Work instruction —
Rewrite the lines from the one containing "376L1 337L9 773L139" to the one containing "positive clicks: (4, 709)", replacing "rough mask" with "coarse mask" and leaving everything else unchanged.

The data —
>>>>

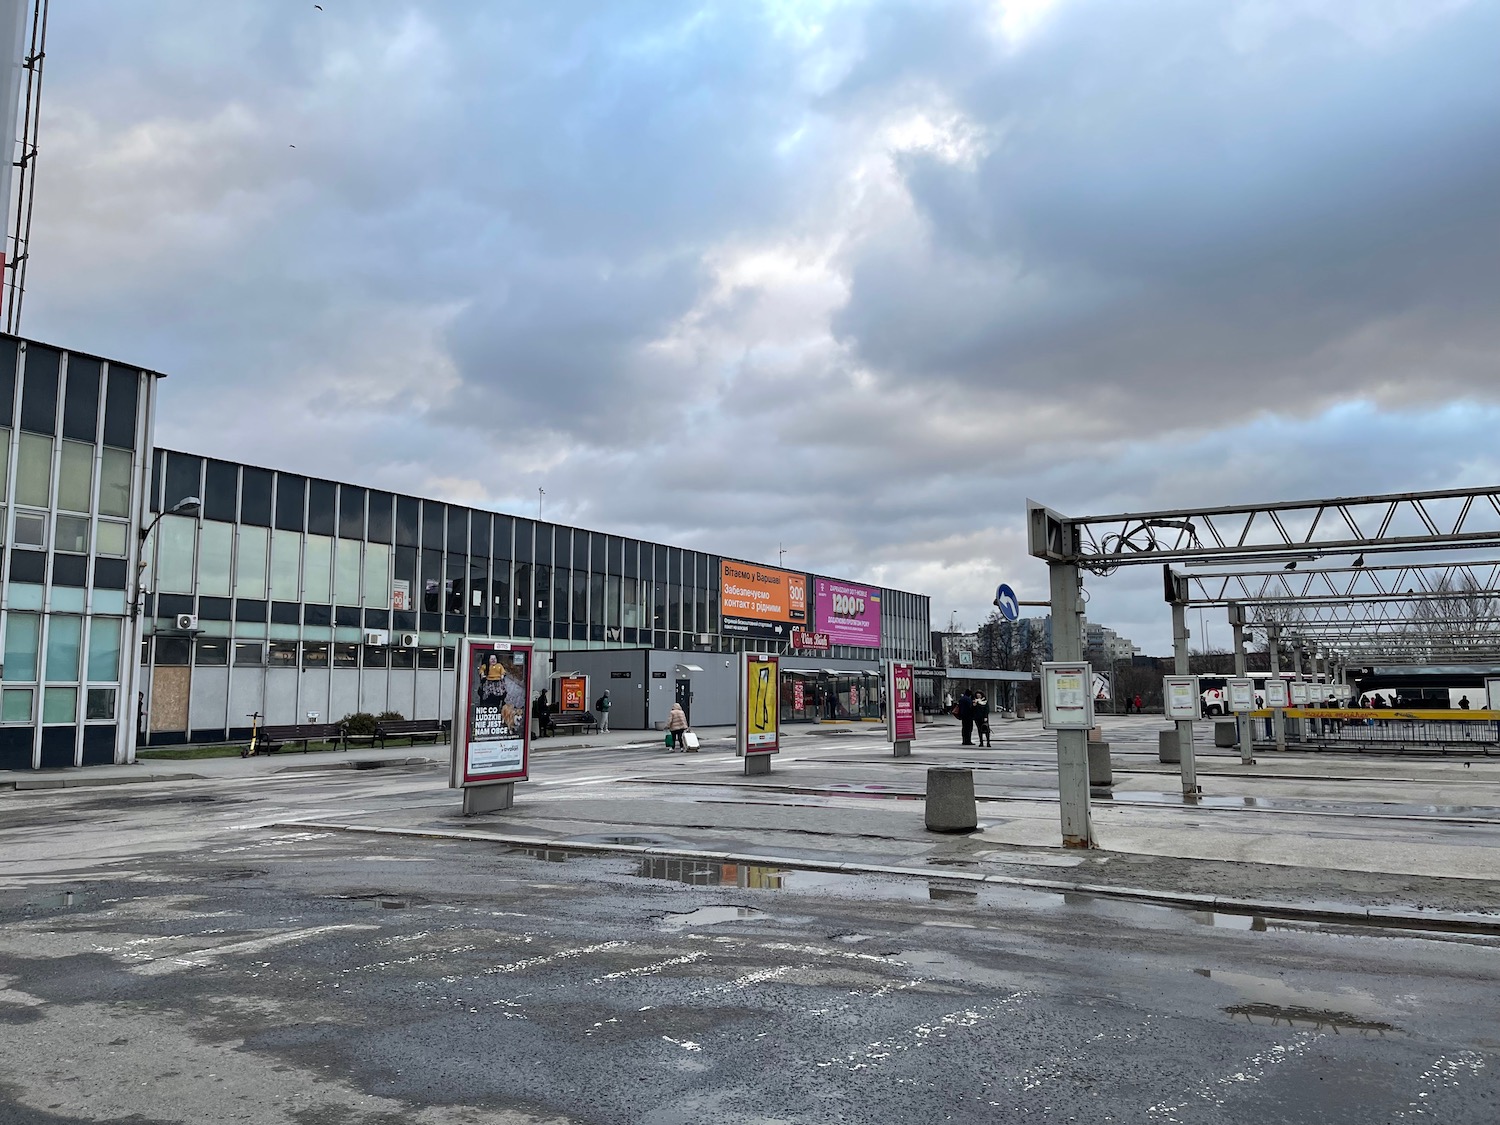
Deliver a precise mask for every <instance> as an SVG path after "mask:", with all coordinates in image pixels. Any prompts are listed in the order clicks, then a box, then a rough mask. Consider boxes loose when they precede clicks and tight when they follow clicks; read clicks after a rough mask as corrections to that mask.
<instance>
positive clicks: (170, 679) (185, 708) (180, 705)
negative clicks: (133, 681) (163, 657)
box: [151, 664, 192, 733]
mask: <svg viewBox="0 0 1500 1125" xmlns="http://www.w3.org/2000/svg"><path fill="white" fill-rule="evenodd" d="M190 688H192V669H190V667H162V666H160V664H157V666H156V667H154V669H153V670H151V732H153V733H154V732H157V730H186V729H187V700H189V697H190Z"/></svg>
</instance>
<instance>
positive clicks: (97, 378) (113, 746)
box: [0, 336, 186, 769]
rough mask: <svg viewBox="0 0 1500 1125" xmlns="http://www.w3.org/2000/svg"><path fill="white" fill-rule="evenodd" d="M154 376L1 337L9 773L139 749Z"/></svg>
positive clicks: (4, 709)
mask: <svg viewBox="0 0 1500 1125" xmlns="http://www.w3.org/2000/svg"><path fill="white" fill-rule="evenodd" d="M156 378H157V377H156V375H153V374H150V372H142V371H141V369H139V368H130V366H124V365H115V363H105V362H104V360H99V359H95V357H92V356H84V354H78V353H68V351H63V350H58V348H51V347H48V345H43V344H36V342H30V341H21V339H17V338H13V336H0V422H3V425H0V496H3V502H5V508H3V513H0V531H3V534H5V544H6V547H5V555H6V580H5V592H3V598H0V633H3V636H5V663H3V670H0V768H7V769H26V768H51V766H69V765H93V763H105V762H123V760H126V759H127V756H129V753H130V747H132V741H130V729H132V724H133V714H135V691H133V685H135V678H133V676H135V660H133V648H135V639H133V636H135V634H133V627H135V622H133V619H132V615H130V601H132V595H133V589H132V582H133V574H135V573H136V558H138V543H139V526H141V525H139V517H141V499H142V496H144V493H145V469H147V465H148V458H147V456H142V453H141V452H142V450H145V449H148V443H147V435H148V434H150V414H151V404H153V398H154V386H156ZM174 705H177V706H180V708H181V709H184V705H186V699H183V700H177V702H174Z"/></svg>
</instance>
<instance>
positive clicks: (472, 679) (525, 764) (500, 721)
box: [449, 640, 531, 789]
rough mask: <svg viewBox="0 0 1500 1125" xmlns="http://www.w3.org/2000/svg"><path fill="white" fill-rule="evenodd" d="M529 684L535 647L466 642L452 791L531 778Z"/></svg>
mask: <svg viewBox="0 0 1500 1125" xmlns="http://www.w3.org/2000/svg"><path fill="white" fill-rule="evenodd" d="M529 684H531V646H529V645H511V643H510V642H508V640H465V642H463V648H462V654H460V658H459V675H458V706H456V708H455V709H453V715H455V720H453V768H452V771H450V774H449V784H450V786H452V787H455V789H460V787H463V786H469V784H490V783H495V781H525V780H526V766H528V760H526V759H528V750H529V745H531V738H529V735H531V700H529V690H528V688H529Z"/></svg>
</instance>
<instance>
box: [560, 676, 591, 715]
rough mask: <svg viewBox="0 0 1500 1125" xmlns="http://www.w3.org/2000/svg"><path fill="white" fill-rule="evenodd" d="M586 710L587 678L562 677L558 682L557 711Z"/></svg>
mask: <svg viewBox="0 0 1500 1125" xmlns="http://www.w3.org/2000/svg"><path fill="white" fill-rule="evenodd" d="M586 709H588V678H586V676H562V679H561V681H559V682H558V711H586Z"/></svg>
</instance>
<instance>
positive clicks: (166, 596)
mask: <svg viewBox="0 0 1500 1125" xmlns="http://www.w3.org/2000/svg"><path fill="white" fill-rule="evenodd" d="M151 480H153V481H157V484H156V486H154V490H153V495H151V496H150V508H151V511H163V510H166V508H171V505H172V504H174V502H177V501H178V499H180V498H181V496H184V495H202V496H204V498H205V504H204V508H202V511H201V513H199V514H198V516H196V517H190V519H189V517H180V516H163V517H162V528H166V529H168V532H166V534H165V535H162V534H157V535H156V537H154V543H151V544H150V549H151V550H153V552H154V558H153V562H151V567H150V573H154V574H157V576H159V579H160V580H159V582H157V585H156V586H154V594H156V595H154V606H153V610H154V612H151V613H150V615H148V616H150V619H148V621H147V628H148V631H150V633H151V634H153V636H154V642H153V643H147V645H145V648H144V655H145V660H147V661H148V666H150V669H151V676H150V684H151V690H153V691H154V685H156V684H157V682H159V681H160V669H162V667H172V669H181V667H184V666H186V667H187V669H190V672H187V673H186V679H187V682H186V685H184V687H181V688H172V690H174V691H180V694H183V696H186V702H183V703H178V705H175V706H172V708H168V706H157V705H156V702H154V700H153V703H151V708H150V730H148V732H147V739H148V741H150V742H153V744H156V742H180V741H204V739H214V738H239V736H243V735H245V733H248V727H249V723H248V715H249V714H251V712H252V711H260V712H261V714H263V717H264V721H269V723H293V721H303V720H305V717H306V715H308V714H318V715H327V717H330V718H339V717H342V715H344V714H347V712H351V711H357V709H362V711H372V712H380V711H398V712H401V714H404V715H407V717H414V718H417V717H420V718H431V717H444V718H446V717H449V711H450V709H452V691H453V681H452V676H450V675H446V672H447V670H452V667H453V658H455V649H456V646H458V643H459V640H460V639H462V637H463V636H483V637H514V639H523V640H529V642H531V643H534V645H535V646H537V648H538V660H537V669H538V679H537V682H535V684H534V685H532V687H534V690H540V687H541V685H544V684H546V675H547V663H549V657H550V655H552V654H555V652H562V651H579V649H610V648H616V649H624V648H655V649H669V651H681V652H702V654H708V652H724V654H730V652H739V651H744V649H748V651H784V649H786V642H784V640H769V639H756V637H742V636H727V634H724V633H721V631H720V603H718V597H720V591H718V574H720V561H721V559H720V556H717V555H711V553H705V552H697V550H690V549H684V547H673V546H666V544H658V543H645V541H640V540H634V538H628V537H621V535H609V534H604V532H597V531H586V529H580V528H570V526H562V525H553V523H546V522H537V520H531V519H522V517H516V516H508V514H504V513H492V511H484V510H480V508H469V507H465V505H459V504H444V502H441V501H435V499H428V498H422V496H405V495H393V493H389V492H378V490H372V489H365V487H360V486H356V484H347V483H335V481H321V480H317V478H312V480H309V478H308V477H305V475H300V474H291V472H279V471H273V469H264V468H257V466H251V465H229V463H226V462H216V460H205V459H202V458H198V456H195V455H189V453H178V452H175V450H162V449H157V450H156V452H154V465H153V474H151ZM252 493H254V502H248V501H246V496H248V495H252ZM210 501H211V502H210ZM177 520H180V523H178V522H177ZM813 577H814V576H808V582H811V579H813ZM193 579H195V583H193ZM226 591H228V594H226ZM231 601H233V613H231V612H228V606H229V603H231ZM882 606H883V612H882V636H880V648H879V649H876V648H847V646H838V648H834V649H832V651H829V652H825V655H832V657H840V658H841V660H844V661H861V663H864V664H867V666H868V667H870V669H874V667H876V664H877V661H879V660H880V658H886V657H891V658H903V660H912V661H915V663H926V661H927V645H929V643H930V631H932V630H930V627H929V622H927V618H929V600H927V598H926V597H922V595H918V594H909V592H904V591H895V589H885V591H882ZM177 613H189V615H193V616H195V618H196V633H195V634H193V636H187V637H184V636H181V633H180V630H177V625H175V615H177ZM180 643H187V645H189V646H190V648H196V649H198V651H199V652H202V649H207V657H205V658H192V660H187V661H181V655H180V652H178V645H180ZM242 643H246V645H254V657H252V652H251V649H249V648H246V649H245V651H243V652H242V648H240V645H242ZM267 643H269V645H270V646H269V648H267V646H266V645H267ZM163 645H165V651H166V658H168V660H169V661H174V663H171V664H165V663H163V658H162V652H163ZM263 654H266V655H263ZM174 675H181V672H171V673H169V676H174ZM850 676H852V679H850V684H838V685H837V687H838V696H840V699H841V700H847V699H853V700H855V705H853V706H847V705H844V706H843V711H844V712H847V714H852V715H856V717H870V715H873V714H877V708H879V700H877V694H876V693H874V691H873V688H871V684H873V682H874V678H873V675H871V676H868V681H867V679H864V678H861V673H858V672H852V673H850ZM850 688H855V693H853V696H850V694H849V691H850ZM231 700H240V702H239V703H236V705H231ZM246 700H249V702H246ZM18 706H20V703H18ZM240 712H243V714H240Z"/></svg>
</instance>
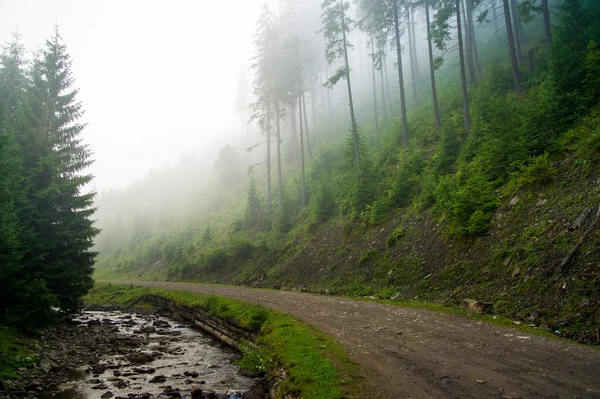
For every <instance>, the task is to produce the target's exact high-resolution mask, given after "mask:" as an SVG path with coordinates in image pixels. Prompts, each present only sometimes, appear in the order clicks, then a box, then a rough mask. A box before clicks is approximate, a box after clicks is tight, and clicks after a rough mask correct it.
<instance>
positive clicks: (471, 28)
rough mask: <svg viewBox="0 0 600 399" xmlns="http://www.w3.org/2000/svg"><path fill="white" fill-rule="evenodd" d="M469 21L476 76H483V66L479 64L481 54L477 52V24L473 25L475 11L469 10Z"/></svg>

<<<<

Result of the task —
coarse mask: <svg viewBox="0 0 1500 1125" xmlns="http://www.w3.org/2000/svg"><path fill="white" fill-rule="evenodd" d="M154 376L1 337L9 773L139 749Z"/></svg>
positive clicks: (4, 709)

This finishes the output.